▸ CHALLENGE: Find the line that contains "Place one point per instance of the rocky" in the entries below. Output it and each later line exactly, and nothing else.

▸ TASK INPUT:
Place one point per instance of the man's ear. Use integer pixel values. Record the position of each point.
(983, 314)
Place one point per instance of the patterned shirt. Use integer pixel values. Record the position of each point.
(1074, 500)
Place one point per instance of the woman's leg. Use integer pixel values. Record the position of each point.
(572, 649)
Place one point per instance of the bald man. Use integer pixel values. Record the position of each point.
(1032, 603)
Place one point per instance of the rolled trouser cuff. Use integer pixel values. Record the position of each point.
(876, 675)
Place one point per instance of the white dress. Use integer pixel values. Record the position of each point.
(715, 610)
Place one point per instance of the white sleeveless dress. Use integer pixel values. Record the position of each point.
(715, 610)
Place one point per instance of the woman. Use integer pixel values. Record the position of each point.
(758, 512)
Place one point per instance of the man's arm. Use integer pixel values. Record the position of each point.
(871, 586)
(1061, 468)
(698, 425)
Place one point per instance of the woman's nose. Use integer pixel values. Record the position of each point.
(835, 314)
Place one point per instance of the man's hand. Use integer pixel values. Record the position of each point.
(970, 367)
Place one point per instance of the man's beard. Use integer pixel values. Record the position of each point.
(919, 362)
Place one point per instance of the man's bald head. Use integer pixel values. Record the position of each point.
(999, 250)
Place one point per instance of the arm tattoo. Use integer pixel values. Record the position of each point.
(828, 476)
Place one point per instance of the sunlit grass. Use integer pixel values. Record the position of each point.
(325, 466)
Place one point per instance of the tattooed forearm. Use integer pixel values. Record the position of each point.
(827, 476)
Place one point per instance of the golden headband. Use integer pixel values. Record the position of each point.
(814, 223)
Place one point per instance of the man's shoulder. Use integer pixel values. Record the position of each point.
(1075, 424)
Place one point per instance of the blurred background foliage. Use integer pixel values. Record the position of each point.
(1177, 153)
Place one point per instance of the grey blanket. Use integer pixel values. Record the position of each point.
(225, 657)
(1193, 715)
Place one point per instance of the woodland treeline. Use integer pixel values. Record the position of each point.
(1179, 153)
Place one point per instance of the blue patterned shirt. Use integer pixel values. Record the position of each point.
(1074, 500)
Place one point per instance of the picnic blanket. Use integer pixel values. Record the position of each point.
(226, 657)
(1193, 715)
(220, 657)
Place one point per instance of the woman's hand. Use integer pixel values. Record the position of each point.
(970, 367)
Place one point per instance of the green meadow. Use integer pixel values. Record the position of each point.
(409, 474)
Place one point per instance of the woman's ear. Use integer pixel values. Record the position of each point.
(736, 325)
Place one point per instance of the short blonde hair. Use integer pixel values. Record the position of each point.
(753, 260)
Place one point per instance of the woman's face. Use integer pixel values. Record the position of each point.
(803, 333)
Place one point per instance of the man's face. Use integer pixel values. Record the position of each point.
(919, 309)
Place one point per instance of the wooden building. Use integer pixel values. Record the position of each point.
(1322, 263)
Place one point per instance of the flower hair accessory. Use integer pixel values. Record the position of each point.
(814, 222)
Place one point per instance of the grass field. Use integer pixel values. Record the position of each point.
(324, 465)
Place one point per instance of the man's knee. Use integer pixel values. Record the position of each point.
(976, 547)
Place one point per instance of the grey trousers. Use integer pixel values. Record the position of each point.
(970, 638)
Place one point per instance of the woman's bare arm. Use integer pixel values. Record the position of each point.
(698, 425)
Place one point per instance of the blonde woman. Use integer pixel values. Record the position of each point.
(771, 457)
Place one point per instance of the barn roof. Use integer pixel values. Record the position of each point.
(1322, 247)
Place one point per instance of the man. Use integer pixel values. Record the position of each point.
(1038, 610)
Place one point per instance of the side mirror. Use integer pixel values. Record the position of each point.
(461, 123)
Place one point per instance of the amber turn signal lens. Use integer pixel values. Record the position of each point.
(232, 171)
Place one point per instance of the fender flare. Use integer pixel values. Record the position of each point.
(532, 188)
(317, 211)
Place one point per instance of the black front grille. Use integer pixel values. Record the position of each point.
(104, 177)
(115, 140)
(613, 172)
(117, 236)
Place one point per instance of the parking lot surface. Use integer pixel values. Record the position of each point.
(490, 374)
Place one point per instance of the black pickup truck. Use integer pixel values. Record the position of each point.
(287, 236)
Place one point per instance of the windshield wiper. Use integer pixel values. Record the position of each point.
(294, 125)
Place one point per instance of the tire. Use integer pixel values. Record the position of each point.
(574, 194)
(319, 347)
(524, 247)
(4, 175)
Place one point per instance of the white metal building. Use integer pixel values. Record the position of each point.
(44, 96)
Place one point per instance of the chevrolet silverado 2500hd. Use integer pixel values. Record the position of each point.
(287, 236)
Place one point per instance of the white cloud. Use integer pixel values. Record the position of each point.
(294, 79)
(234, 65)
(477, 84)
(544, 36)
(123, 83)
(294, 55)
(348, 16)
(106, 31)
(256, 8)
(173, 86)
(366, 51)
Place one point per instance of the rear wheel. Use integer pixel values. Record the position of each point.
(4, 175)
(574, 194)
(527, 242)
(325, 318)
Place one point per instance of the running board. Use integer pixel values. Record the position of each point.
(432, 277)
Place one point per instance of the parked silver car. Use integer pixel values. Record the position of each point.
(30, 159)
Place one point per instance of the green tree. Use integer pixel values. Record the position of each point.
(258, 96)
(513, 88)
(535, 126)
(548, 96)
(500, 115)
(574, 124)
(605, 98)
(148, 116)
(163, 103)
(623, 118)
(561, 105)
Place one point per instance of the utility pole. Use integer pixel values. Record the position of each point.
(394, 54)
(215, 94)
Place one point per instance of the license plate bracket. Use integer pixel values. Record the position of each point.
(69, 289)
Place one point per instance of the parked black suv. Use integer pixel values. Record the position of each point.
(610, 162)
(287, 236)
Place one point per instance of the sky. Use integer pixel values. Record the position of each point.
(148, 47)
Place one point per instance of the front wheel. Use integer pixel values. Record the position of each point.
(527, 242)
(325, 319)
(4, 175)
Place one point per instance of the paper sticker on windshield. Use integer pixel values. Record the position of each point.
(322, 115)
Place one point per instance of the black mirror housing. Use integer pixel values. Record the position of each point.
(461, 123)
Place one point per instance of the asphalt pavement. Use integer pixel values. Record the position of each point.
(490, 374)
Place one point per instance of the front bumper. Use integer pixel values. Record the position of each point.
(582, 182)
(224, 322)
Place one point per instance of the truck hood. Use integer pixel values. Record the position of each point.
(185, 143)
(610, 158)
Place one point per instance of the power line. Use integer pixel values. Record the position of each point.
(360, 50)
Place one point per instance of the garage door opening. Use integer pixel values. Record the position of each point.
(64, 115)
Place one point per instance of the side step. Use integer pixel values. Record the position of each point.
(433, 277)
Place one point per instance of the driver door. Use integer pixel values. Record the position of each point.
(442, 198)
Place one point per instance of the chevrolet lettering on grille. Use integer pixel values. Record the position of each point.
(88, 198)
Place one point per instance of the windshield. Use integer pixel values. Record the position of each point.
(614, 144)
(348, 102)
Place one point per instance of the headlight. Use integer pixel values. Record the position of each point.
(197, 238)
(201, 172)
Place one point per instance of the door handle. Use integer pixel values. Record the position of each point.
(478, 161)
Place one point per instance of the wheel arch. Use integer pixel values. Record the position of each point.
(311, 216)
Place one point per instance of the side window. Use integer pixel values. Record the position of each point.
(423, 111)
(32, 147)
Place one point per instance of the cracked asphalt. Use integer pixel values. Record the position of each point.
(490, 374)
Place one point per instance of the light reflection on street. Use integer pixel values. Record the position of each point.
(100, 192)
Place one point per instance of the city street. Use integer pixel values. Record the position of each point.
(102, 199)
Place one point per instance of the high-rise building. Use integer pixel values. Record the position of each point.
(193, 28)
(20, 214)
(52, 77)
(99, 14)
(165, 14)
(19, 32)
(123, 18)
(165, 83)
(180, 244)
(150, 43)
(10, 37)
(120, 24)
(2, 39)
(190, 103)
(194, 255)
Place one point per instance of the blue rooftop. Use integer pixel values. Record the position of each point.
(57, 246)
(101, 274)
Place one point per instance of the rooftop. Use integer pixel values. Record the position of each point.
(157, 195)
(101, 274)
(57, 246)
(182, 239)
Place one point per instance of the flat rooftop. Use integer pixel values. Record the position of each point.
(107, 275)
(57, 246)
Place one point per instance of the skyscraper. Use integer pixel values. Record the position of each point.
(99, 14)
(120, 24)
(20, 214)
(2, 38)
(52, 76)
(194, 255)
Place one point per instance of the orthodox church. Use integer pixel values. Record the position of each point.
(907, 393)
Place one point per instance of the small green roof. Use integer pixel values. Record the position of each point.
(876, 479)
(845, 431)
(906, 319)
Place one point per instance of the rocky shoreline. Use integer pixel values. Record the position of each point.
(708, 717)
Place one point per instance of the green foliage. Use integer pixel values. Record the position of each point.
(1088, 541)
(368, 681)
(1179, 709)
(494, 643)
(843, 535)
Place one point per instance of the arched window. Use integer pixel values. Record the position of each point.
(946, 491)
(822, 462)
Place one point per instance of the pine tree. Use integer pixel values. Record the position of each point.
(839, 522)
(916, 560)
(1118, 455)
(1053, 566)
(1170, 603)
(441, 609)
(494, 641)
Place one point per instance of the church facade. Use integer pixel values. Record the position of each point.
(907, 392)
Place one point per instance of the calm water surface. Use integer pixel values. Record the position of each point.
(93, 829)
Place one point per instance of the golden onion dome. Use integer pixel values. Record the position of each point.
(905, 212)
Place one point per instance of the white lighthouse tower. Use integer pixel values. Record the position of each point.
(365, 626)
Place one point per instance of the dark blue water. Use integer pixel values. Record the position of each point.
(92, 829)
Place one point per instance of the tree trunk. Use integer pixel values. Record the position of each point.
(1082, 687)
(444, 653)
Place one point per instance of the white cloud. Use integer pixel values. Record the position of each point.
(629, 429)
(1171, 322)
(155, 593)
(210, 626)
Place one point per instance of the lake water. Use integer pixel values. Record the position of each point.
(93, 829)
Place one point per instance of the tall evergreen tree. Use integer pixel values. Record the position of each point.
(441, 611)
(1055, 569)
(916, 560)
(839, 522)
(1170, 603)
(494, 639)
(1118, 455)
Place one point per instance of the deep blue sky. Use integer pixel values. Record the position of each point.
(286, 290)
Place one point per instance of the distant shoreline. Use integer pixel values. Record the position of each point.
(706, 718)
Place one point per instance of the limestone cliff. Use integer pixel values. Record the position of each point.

▸ TASK OUTPUT:
Place one point per instance of the rocky shoreline. Use integer pixel values. Record the position of each point.
(708, 717)
Place one point per instance of the green foliage. Use integer pixel values. Record the position of each point.
(1088, 541)
(368, 681)
(1179, 709)
(494, 643)
(843, 535)
Place one point per instance of the arched window. Use integer pixel values. Record the position of each point.
(946, 491)
(822, 462)
Place one point per instance of the pine tree. Use integer pixel values. Record the position of each point.
(839, 522)
(916, 560)
(1118, 455)
(1053, 566)
(1170, 603)
(441, 609)
(494, 641)
Place one point per instance of the church facade. Use integer pixel values. Record the position of each point.
(907, 392)
Place one point per instance of the calm water surface. Use integer pixel values. Record the position of each point.
(93, 829)
Place one point per instance of the golden onion dome. Use integer pixel values. Record the position of each point.
(905, 212)
Place one point per instance of the white lighthouse tower. Use integer pixel values. Record the position of each point.
(365, 626)
Place one point per instance of the dark blue water. Use integer pixel values. Record the position of each point.
(92, 829)
Place one point per instance of the tree trunk. Use integer pixel values. Record the position of each point.
(1082, 687)
(444, 653)
Place one point per instance of the white cloud. Use integer pixel values. Record the position of each point.
(629, 429)
(1171, 322)
(155, 593)
(210, 626)
Place one point per instance of the lake water. Use integer pixel values. Record the position of each point.
(93, 829)
Place one point per instance of the tall evergreen tree. Use integer pixel values. Record the position of each point.
(441, 611)
(1055, 569)
(916, 560)
(839, 522)
(1170, 603)
(494, 639)
(1118, 455)
Place one point per instance of the deep blue sky. Use integer pixel values. Record the position of each point.
(286, 290)
Place one point per instance of the distant shoreline. Use integer pixel values. Record the position of each point.
(706, 718)
Place one point per instance of the limestone cliff. Use integer pixel values. Record the position of each point.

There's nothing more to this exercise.